May 17, 2010

Delta-4 GPS IIF-01 Launch Set for May 20 from Cape Canaveral Spaceport (Source: Space Daily)
The U.S. Air Force will launch the first Global Positioning System Block IIF satellite aboard a United Launch Alliance Delta IV Evolved Expendable Launch Vehicle from Space Launch Complex 37 at the Cape Canaveral Spaceport on May 20. The launch window is 11:29-11:48 p.m. (EDT). The GPS IIF system brings next-generation performance to the GPS constellation. (5/17)

SES Details Plan To Avert Interference by Failed Intelsat Craft (Source: Space News)
Satellite fleet operator SES on May 17 said it would reroute a just-launched satellite as part of a plan to protect customers from the signal-interference threat posed by an uncontrolled Intelsat spacecraft expected to drift into an SES satellite’s orbital neighborhood, with its electronics payload still active, starting May 25. (5/17)

Review Cites Flaws in U.S. Antimissile Program (Source: New York Times)
President Obama’s plans for reducing America’s nuclear arsenal and defeating Iran’s missiles rely heavily on a new generation of antimissile defenses, which last year he called “proven and effective.” His confidence in the heart of the system, a rocket-powered interceptor known as the SM-3, was particularly notable because as a senator and presidential candidate he had previously criticized antimissile arms. But now, a new analysis being published by two antimissile critics, at M.I.T. and Cornell, casts doubt on the reliability of the new weapon.

Mr. Obama’s announcement of his new antimissile plan in September was based on the Pentagon’s assessment that the SM-3 had intercepted 84 percent of incoming targets in tests. But a re-examination of results from 10 of those apparently successful tests by Theodore A. Postol and George N. Lewis, being published this month, finds only one or two successful intercepts — for a success rate of 10 to 20 percent. Most of the approaching warheads, they say, would have been knocked off course but not destroyed. While that might work against a conventionally-armed missile, it suggests that a nuclear warhead might still detonate. (5/17)

Schweickart Supports Obama Plan, Concerned About Current "Dead End Road" (Source: NASA Watch)
Apollo Astronaut Russell Schweickart wrote to Sen. Bill Nelson "to state my strong support for the proposed NASA space program as modified by President Obama in his April 15, 2010 speech in Florida." However, he's concerned about the loss of U.S. leadership in space. "Our current situation is akin to being on a dead end road. Instead of being on a path toward the goal we all seek, i.e. to regain our leadership position in human space exploration, we must recognize that we are (and have been) on a path to nowhere. We are confronted with arguments to ignore the clear signs of this sad situation and even encouraged to accelerate along this futile path."

The alternative to this is support for the President's proposed plan. It recognizes and eliminates the waste of precious resources in the current program and heads us in a productive direction toward our desired destination. In other words, when you recognize you are on a dead end road, stop, turn around, and head in a direction more useful to your goal...Are we, in fact, on a dead end road? In answering this critical question you should not overvalue either my opinion or the opinions of my fellow astronauts, but rather focus on the considered and thoughtful, and even hard-nosed, analysis of the panel of experts who dealt explicitly with this, the Augustine Committee on our Human Spaceflight Program." (5/17)

+++

• [LIST OF TASKS]:
1 – According to the space news digest, what is the launch window for the first GPS Block IIF satellite?
2 – Rewrite everything in the space news digest from "May 17, 2010" down to "GPS constellation. (5/17)", putting "Florida spaceport" in place of "Cape Canaveral Spaceport".

+++

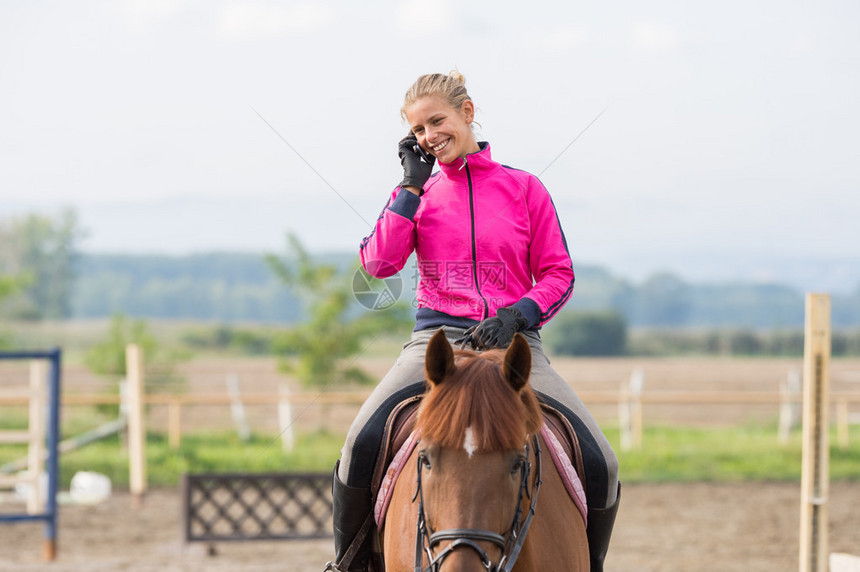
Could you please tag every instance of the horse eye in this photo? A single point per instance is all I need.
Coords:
(518, 465)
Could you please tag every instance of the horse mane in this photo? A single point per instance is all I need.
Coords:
(477, 396)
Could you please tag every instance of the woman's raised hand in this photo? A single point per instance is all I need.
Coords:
(417, 166)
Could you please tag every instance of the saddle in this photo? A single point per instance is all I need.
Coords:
(398, 441)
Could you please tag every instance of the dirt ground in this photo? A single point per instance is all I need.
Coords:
(747, 527)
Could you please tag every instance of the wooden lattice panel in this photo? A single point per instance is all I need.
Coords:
(275, 506)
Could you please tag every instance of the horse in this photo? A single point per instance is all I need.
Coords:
(481, 499)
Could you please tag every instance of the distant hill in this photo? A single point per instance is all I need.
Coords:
(229, 287)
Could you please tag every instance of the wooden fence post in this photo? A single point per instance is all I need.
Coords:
(630, 411)
(36, 449)
(285, 418)
(815, 475)
(136, 427)
(237, 408)
(174, 423)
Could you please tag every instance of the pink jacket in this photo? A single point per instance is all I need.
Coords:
(486, 236)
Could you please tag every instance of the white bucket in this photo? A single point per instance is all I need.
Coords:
(89, 488)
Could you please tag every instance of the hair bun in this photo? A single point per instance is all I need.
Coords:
(457, 76)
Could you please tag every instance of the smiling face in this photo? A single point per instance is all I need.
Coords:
(442, 130)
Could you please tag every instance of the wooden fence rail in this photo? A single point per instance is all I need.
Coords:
(175, 402)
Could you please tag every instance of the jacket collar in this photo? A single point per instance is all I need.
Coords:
(480, 162)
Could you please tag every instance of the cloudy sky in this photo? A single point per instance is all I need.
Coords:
(727, 147)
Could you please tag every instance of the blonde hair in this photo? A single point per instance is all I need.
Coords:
(451, 88)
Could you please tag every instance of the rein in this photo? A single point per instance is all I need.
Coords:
(511, 544)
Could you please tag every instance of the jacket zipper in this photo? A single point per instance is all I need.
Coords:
(474, 242)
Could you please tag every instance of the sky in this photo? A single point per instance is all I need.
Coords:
(718, 141)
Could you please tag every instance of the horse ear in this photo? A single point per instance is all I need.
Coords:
(518, 362)
(439, 361)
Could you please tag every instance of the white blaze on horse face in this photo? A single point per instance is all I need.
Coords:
(469, 442)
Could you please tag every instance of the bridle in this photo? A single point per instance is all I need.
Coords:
(511, 543)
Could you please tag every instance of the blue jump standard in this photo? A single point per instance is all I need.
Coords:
(53, 438)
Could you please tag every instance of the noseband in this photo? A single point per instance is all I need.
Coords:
(511, 543)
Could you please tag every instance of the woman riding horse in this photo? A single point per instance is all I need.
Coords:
(493, 261)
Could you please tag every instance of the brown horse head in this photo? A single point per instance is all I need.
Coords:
(474, 425)
(474, 471)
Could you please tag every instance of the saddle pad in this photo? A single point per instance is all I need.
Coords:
(383, 498)
(565, 469)
(562, 462)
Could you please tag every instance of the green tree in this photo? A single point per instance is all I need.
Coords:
(44, 250)
(107, 358)
(334, 329)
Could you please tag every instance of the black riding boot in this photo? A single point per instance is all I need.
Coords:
(350, 508)
(598, 531)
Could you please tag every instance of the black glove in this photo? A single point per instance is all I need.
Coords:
(496, 332)
(417, 164)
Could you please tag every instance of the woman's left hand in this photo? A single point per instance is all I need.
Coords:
(495, 332)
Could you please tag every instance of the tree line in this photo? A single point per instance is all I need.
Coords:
(44, 275)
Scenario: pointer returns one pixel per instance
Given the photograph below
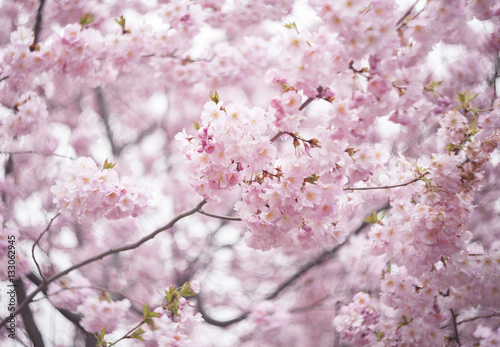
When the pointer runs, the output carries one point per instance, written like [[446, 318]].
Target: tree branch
[[38, 26], [134, 245], [455, 328], [36, 243], [388, 187], [236, 219], [27, 315], [39, 153], [104, 113], [321, 259], [73, 318]]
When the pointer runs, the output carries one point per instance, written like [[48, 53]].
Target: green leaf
[[291, 26], [372, 219], [138, 334], [471, 97], [214, 97], [108, 165], [312, 179], [121, 21], [431, 87], [146, 310], [186, 290], [405, 321], [86, 19]]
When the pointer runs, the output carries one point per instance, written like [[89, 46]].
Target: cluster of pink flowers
[[175, 330], [269, 318], [87, 193], [355, 322], [285, 111], [100, 314], [12, 255], [28, 113], [488, 337], [229, 147]]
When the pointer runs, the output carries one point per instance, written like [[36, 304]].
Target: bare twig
[[236, 219], [72, 317], [29, 323], [36, 243], [321, 259], [407, 13], [38, 26], [38, 153], [134, 245], [388, 187], [455, 328], [104, 113]]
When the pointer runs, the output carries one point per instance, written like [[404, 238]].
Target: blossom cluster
[[100, 314], [268, 317], [87, 193], [229, 147], [26, 116], [356, 320]]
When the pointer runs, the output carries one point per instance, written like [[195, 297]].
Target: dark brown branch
[[407, 13], [38, 26], [104, 113], [38, 153], [455, 328], [321, 259], [493, 82], [134, 245], [36, 243], [236, 219], [388, 187], [72, 317], [27, 315]]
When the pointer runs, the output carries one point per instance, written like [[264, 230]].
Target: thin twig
[[104, 113], [72, 317], [407, 13], [38, 26], [29, 323], [277, 136], [38, 153], [127, 335], [454, 319], [36, 243], [236, 219], [134, 245], [388, 187], [101, 289], [321, 259]]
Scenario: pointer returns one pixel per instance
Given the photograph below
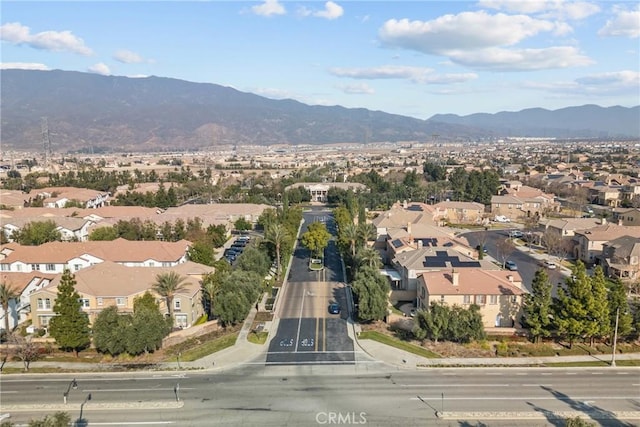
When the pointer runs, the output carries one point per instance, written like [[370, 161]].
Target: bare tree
[[505, 248], [25, 349]]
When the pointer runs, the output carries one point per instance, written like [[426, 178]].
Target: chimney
[[455, 278]]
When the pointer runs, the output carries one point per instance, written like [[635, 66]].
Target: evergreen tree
[[538, 307], [70, 326], [371, 289], [571, 309], [109, 330], [148, 326], [619, 305], [600, 321]]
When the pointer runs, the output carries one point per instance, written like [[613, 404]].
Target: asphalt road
[[527, 265], [307, 395], [307, 333]]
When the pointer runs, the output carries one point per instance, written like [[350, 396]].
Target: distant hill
[[109, 113], [589, 121]]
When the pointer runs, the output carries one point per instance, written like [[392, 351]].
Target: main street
[[305, 395], [307, 332]]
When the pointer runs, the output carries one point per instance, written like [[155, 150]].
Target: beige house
[[499, 294], [621, 258], [589, 243], [629, 217], [55, 257], [459, 212], [107, 284]]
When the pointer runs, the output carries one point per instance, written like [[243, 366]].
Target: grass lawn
[[258, 337], [394, 342], [207, 348]]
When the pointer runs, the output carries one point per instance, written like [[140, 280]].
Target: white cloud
[[357, 89], [128, 57], [55, 41], [467, 30], [414, 74], [269, 8], [482, 40], [625, 24], [331, 11], [100, 68], [573, 10], [522, 59], [23, 66]]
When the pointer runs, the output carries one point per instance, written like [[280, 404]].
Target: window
[[44, 304]]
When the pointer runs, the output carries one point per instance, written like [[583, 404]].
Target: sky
[[413, 58]]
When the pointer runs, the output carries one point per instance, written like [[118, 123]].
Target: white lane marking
[[98, 390], [304, 292], [454, 385], [591, 399], [80, 378]]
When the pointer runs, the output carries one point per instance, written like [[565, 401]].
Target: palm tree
[[350, 234], [278, 235], [167, 285], [369, 257], [7, 293]]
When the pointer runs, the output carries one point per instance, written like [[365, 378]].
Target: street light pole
[[73, 384], [615, 340]]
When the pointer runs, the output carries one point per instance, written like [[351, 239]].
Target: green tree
[[316, 238], [37, 232], [70, 326], [7, 293], [201, 252], [619, 306], [599, 315], [148, 326], [572, 306], [538, 307], [371, 290], [167, 285], [277, 235], [58, 419], [242, 224], [109, 331], [103, 233]]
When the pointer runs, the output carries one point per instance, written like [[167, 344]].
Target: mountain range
[[87, 111]]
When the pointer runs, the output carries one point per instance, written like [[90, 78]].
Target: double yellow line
[[324, 333]]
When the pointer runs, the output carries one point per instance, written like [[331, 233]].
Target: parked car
[[516, 234], [334, 308], [501, 218]]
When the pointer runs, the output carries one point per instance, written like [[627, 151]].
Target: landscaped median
[[399, 344]]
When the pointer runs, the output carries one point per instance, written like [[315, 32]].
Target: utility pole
[[615, 340]]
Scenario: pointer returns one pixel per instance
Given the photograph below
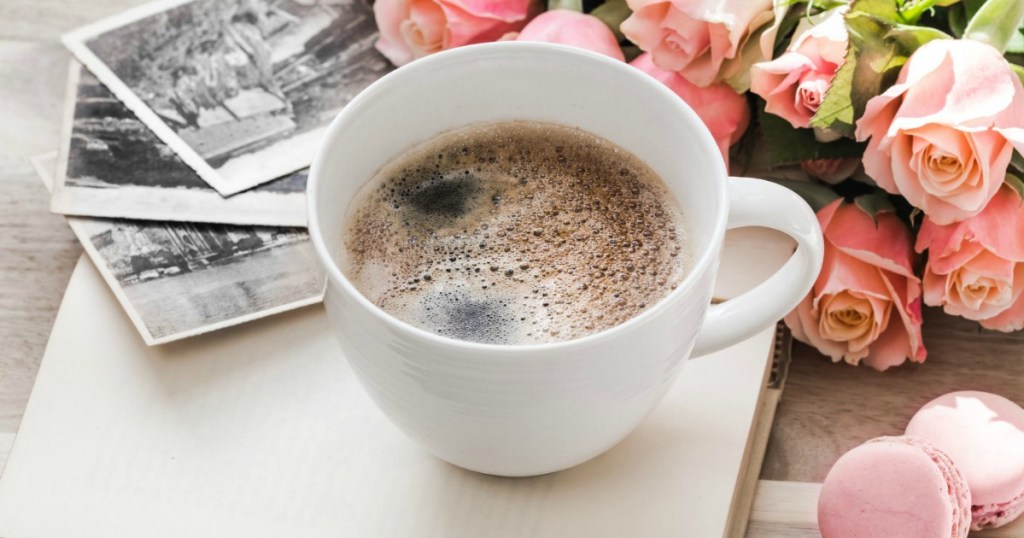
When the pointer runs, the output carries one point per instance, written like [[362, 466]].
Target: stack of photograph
[[188, 127]]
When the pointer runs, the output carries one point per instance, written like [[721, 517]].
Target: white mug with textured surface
[[522, 410]]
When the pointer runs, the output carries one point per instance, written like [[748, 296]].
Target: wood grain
[[827, 409], [788, 509], [38, 249]]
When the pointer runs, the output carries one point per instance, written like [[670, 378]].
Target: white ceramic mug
[[522, 410]]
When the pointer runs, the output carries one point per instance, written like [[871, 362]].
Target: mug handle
[[764, 204]]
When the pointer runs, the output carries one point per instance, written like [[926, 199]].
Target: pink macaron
[[984, 436], [899, 487]]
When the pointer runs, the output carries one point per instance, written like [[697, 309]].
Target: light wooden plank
[[47, 19], [828, 408], [39, 250]]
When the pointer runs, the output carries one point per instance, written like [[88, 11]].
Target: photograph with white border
[[242, 90], [112, 166], [177, 280]]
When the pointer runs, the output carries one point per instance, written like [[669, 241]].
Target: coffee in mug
[[515, 233]]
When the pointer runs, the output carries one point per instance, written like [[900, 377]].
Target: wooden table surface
[[825, 410]]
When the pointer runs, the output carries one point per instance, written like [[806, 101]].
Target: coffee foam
[[515, 233]]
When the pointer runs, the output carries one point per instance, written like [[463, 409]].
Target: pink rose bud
[[795, 84], [572, 28], [943, 134], [412, 29], [865, 304], [702, 40], [976, 266], [832, 171], [724, 112]]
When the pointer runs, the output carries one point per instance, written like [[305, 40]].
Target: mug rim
[[338, 279]]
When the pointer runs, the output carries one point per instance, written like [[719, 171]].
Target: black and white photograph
[[241, 89], [177, 280], [111, 165]]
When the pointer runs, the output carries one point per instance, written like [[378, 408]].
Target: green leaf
[[1016, 183], [875, 203], [612, 13], [574, 5], [878, 49], [996, 23], [786, 145], [961, 12], [910, 10], [1017, 162], [1016, 44], [816, 195], [837, 109]]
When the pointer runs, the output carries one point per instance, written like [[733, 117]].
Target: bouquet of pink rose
[[901, 122]]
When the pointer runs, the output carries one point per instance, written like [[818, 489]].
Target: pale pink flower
[[572, 28], [413, 29], [943, 134], [724, 112], [976, 266], [702, 40], [865, 303], [795, 84]]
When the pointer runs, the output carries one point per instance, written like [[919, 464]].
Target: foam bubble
[[516, 233]]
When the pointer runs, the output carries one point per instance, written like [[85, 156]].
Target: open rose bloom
[[413, 29], [943, 134], [976, 266], [705, 41], [865, 304], [795, 84]]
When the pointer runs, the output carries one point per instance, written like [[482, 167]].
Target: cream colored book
[[261, 430]]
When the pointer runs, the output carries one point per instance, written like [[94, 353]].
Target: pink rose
[[724, 112], [832, 171], [943, 134], [865, 304], [702, 40], [574, 29], [412, 29], [795, 84], [976, 266]]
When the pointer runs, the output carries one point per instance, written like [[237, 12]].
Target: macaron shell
[[992, 515], [984, 436], [893, 488]]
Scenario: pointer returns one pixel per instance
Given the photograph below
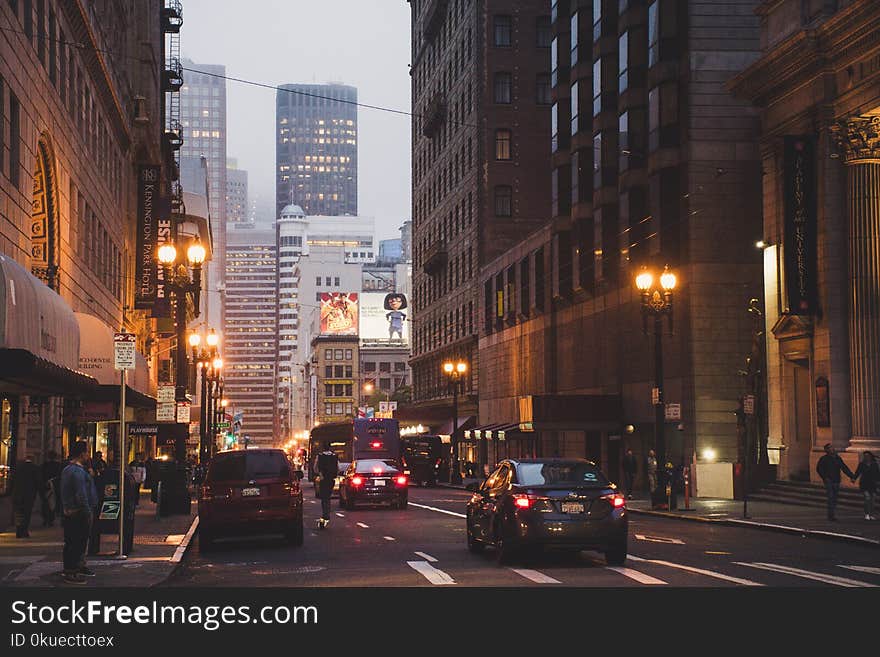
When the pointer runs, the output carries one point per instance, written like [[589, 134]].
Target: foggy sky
[[364, 43]]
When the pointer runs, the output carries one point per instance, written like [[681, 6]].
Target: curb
[[177, 558], [732, 522]]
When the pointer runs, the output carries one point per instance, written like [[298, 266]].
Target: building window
[[653, 33], [502, 144], [543, 32], [542, 89], [503, 29], [623, 62], [503, 83], [503, 201]]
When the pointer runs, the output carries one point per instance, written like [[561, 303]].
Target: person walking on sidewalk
[[829, 468], [78, 498], [868, 474], [630, 467], [26, 484], [328, 468], [51, 471], [652, 472]]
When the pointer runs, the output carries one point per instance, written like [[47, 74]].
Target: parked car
[[527, 505], [253, 491], [374, 481]]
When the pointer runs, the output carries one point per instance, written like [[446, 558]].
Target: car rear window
[[565, 474], [366, 467], [249, 465]]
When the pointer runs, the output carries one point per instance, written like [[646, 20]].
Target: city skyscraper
[[236, 193], [316, 149], [203, 119], [250, 336]]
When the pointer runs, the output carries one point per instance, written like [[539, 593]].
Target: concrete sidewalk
[[159, 544], [768, 516]]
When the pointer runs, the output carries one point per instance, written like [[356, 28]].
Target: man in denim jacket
[[78, 498]]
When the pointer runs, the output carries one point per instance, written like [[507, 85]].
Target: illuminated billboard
[[339, 313], [384, 319]]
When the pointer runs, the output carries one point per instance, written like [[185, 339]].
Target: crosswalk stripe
[[536, 576], [433, 508], [700, 571], [862, 569], [642, 578], [806, 574], [433, 575]]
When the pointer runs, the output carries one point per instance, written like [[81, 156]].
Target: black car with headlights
[[527, 505], [374, 481]]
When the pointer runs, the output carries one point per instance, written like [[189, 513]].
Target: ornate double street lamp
[[455, 373], [657, 304], [182, 283], [203, 358]]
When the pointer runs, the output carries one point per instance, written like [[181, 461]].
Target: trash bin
[[175, 498]]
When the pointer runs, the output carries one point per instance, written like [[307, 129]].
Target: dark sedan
[[529, 504], [374, 481]]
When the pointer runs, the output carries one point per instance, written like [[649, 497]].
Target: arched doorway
[[45, 227]]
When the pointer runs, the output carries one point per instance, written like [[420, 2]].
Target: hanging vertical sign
[[800, 224], [145, 258]]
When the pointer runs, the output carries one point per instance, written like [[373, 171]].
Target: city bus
[[351, 440]]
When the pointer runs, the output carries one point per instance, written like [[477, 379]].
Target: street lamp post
[[455, 373], [203, 357], [657, 303], [182, 283]]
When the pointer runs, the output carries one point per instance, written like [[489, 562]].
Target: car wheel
[[615, 555], [295, 533], [206, 541], [473, 544]]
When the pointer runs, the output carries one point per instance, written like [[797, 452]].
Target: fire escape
[[172, 81]]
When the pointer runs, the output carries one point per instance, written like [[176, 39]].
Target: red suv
[[250, 491]]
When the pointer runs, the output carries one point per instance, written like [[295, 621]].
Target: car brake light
[[522, 501], [616, 500]]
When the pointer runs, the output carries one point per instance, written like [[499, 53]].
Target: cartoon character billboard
[[339, 313], [384, 318]]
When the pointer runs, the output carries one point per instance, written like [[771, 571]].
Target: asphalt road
[[425, 546]]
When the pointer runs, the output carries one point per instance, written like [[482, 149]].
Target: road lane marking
[[700, 571], [536, 576], [659, 539], [181, 549], [433, 575], [807, 574], [862, 569], [434, 508], [642, 578]]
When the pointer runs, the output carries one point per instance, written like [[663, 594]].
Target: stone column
[[859, 142]]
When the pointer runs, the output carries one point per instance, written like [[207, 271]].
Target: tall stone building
[[654, 163], [817, 84], [316, 148], [80, 111], [481, 167]]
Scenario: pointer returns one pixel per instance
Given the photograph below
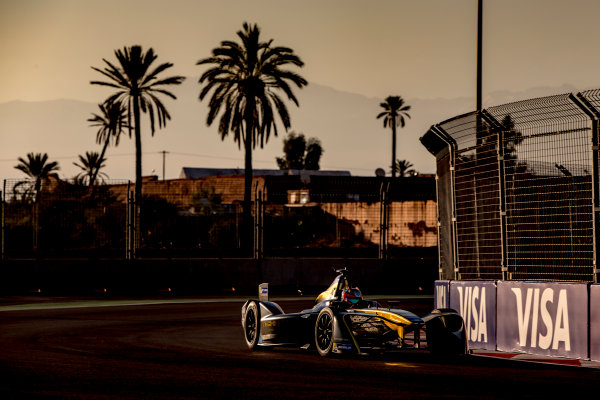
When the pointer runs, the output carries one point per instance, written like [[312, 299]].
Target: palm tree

+++

• [RESPONSE LIST]:
1 – 11:29-11:48 p.m. (EDT)

2 –
May 17, 2010

Delta-4 GPS IIF-01 Launch Set for May 20 from Florida spaceport (Source: Space Daily)
The U.S. Air Force will launch the first Global Positioning System Block IIF satellite aboard a United Launch Alliance Delta IV Evolved Expendable Launch Vehicle from Space Launch Complex 37 at the Florida spaceport on May 20. The launch window is 11:29-11:48 p.m. (EDT). The GPS IIF system brings next-generation performance to the GPS constellation. (5/17)